Stated exercise: Return every record below exactly as written, but leave out the pictures.

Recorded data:
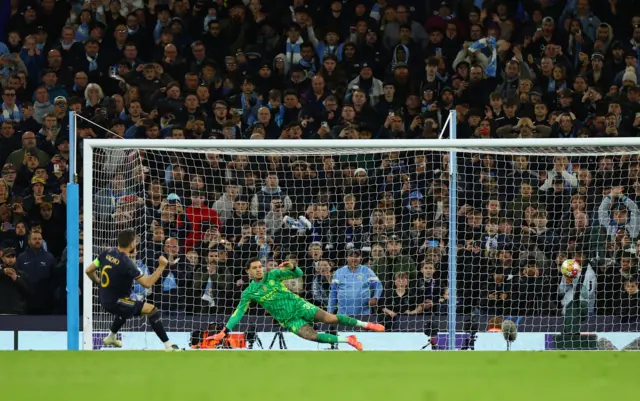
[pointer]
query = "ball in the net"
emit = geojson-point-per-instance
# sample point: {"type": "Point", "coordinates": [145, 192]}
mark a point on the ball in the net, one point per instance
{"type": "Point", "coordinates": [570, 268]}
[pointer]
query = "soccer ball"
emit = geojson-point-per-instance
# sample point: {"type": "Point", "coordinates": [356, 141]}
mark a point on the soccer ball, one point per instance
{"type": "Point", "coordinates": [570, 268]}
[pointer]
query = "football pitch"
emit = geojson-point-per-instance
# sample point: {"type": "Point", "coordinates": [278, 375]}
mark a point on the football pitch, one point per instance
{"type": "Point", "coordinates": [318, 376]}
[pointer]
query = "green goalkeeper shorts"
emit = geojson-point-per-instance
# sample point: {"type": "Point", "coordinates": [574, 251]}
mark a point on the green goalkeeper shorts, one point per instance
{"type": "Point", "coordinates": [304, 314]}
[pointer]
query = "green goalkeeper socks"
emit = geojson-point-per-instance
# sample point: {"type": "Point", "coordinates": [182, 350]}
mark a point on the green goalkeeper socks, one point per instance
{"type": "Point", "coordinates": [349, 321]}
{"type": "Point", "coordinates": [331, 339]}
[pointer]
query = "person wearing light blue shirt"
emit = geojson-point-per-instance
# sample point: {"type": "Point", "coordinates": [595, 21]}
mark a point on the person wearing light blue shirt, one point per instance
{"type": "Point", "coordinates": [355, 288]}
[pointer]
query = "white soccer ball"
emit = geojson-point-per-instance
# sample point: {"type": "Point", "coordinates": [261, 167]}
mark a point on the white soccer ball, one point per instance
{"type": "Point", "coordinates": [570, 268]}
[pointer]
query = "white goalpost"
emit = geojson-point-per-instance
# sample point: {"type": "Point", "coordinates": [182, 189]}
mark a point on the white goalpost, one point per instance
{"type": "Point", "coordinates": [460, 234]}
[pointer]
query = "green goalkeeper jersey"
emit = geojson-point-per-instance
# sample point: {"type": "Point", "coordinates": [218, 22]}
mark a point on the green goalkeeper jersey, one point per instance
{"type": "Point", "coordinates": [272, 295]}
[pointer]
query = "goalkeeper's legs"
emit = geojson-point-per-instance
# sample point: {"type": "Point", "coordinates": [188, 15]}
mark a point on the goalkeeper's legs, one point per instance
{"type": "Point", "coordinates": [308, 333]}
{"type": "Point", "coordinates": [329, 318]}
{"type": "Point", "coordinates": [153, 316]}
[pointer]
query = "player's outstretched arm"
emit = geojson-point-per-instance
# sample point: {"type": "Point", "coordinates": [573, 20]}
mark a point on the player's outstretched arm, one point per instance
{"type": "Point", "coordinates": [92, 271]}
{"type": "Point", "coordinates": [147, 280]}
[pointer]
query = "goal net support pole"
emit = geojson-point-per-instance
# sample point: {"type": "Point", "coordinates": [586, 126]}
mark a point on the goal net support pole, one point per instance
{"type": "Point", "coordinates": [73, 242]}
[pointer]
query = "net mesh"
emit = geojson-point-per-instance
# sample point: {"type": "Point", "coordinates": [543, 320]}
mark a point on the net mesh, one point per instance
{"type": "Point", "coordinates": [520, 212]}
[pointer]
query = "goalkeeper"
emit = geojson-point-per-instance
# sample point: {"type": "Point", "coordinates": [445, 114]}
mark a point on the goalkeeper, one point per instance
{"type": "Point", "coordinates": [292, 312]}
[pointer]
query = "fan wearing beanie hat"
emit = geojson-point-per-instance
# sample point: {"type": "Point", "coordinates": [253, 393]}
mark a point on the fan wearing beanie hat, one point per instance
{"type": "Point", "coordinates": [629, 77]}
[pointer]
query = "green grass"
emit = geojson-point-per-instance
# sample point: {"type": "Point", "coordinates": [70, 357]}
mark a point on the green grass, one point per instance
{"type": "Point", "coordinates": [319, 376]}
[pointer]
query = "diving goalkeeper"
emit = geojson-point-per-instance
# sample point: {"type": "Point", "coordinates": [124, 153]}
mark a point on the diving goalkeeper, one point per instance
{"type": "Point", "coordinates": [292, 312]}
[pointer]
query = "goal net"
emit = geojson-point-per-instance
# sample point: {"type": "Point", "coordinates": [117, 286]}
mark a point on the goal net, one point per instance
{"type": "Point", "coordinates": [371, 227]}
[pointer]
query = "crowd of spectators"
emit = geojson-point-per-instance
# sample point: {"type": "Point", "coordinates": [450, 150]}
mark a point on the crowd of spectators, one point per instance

Written solution:
[pointer]
query = "ball in the net"
emit = geojson-point-per-instance
# sample point: {"type": "Point", "coordinates": [145, 192]}
mark a point on the ball in the net, one point per instance
{"type": "Point", "coordinates": [570, 268]}
[pointer]
query = "soccer ball"
emit = geojson-point-per-instance
# sample point: {"type": "Point", "coordinates": [356, 141]}
mark a point on the soccer ball, one point per instance
{"type": "Point", "coordinates": [570, 268]}
[pointer]
query = "football pitch"
emit = geojson-point-per-instance
# sample point: {"type": "Point", "coordinates": [278, 375]}
mark a point on the football pitch, one point per instance
{"type": "Point", "coordinates": [318, 376]}
[pointer]
query = "green goalkeeper shorts"
emit = geojson-point-per-instance
# sample point: {"type": "Point", "coordinates": [574, 251]}
mark a point on the green goalkeeper shorts, one point per instance
{"type": "Point", "coordinates": [304, 314]}
[pointer]
query = "green goalkeeper socks"
emit = geojson-point-per-instance
# sample point: {"type": "Point", "coordinates": [182, 350]}
mark a point on the green goalkeeper socks, one point per instance
{"type": "Point", "coordinates": [349, 321]}
{"type": "Point", "coordinates": [331, 339]}
[pointer]
query = "person wearing light blue shirt"
emit = geojson-point-per-instance
# sample point: {"type": "Point", "coordinates": [595, 21]}
mark a point on the person wearing light blue shirt, one point per instance
{"type": "Point", "coordinates": [355, 288]}
[pointer]
query = "white soccer ball"
emit = geojson-point-per-instance
# sample point: {"type": "Point", "coordinates": [261, 167]}
mark a point on the white soccer ball, one point per instance
{"type": "Point", "coordinates": [570, 268]}
[pointer]
query = "white goalpost"
emit = geojson-point-per-instance
# sample point: {"type": "Point", "coordinates": [182, 189]}
mark a point on the white goalpost, one point per instance
{"type": "Point", "coordinates": [460, 234]}
[pointer]
query = "green goalkeeper jersey"
emit = geojson-point-per-instance
# sample point: {"type": "Point", "coordinates": [218, 22]}
mark a point on the green goalkeeper jersey, one point per instance
{"type": "Point", "coordinates": [272, 295]}
[pointer]
query = "goalkeeper's legs"
emit = geojson-point-per-instance
# sample point: {"type": "Point", "coordinates": [188, 15]}
mark a point on the goalkeeper's legs, one point per instance
{"type": "Point", "coordinates": [308, 333]}
{"type": "Point", "coordinates": [329, 318]}
{"type": "Point", "coordinates": [153, 316]}
[pointer]
query = "player's outstretched arm"
emit = geojson-point-per-instance
# sample point: {"type": "Point", "coordinates": [573, 20]}
mark a point on the player's outstretched arm, one point per instance
{"type": "Point", "coordinates": [92, 271]}
{"type": "Point", "coordinates": [147, 280]}
[pointer]
query = "goal net support pole"
emit = geojson-point-per-instance
# sample point: {"type": "Point", "coordinates": [586, 126]}
mark a point on the goal net support pole, one point per instance
{"type": "Point", "coordinates": [73, 242]}
[pointer]
query = "net mesh"
emit = geojson-point-per-instance
# sample point: {"type": "Point", "coordinates": [543, 320]}
mark a point on the net mesh, one point per instance
{"type": "Point", "coordinates": [520, 212]}
[pointer]
query = "goalkeeper"
emit = geojson-point-per-instance
# sample point: {"type": "Point", "coordinates": [445, 114]}
mark a point on the goalkeeper, one point per instance
{"type": "Point", "coordinates": [292, 312]}
[pointer]
query = "fan wearing beanie hat"
emit = geojson-point-per-instance
# sample point: {"type": "Point", "coordinates": [253, 393]}
mark a point on the fan wearing beanie hat, one point per instance
{"type": "Point", "coordinates": [629, 77]}
[pointer]
query = "green grass"
emit = geojson-point-per-instance
# sample point: {"type": "Point", "coordinates": [70, 357]}
mark a point on the green grass, one point per instance
{"type": "Point", "coordinates": [319, 376]}
[pointer]
query = "diving goalkeeper"
emit = geojson-point-per-instance
# sample point: {"type": "Point", "coordinates": [124, 153]}
mark a point on the diving goalkeeper, one point per instance
{"type": "Point", "coordinates": [292, 312]}
[pointer]
query = "goal net"
emit = geojson-point-per-instance
# sample point: {"type": "Point", "coordinates": [117, 286]}
mark a point on the goal net, one point per instance
{"type": "Point", "coordinates": [371, 227]}
[pointer]
query = "crowd of spectators"
emit = geojson-point-per-instance
# sample point: {"type": "Point", "coordinates": [450, 150]}
mark a point on the crowd of spectators, one point per instance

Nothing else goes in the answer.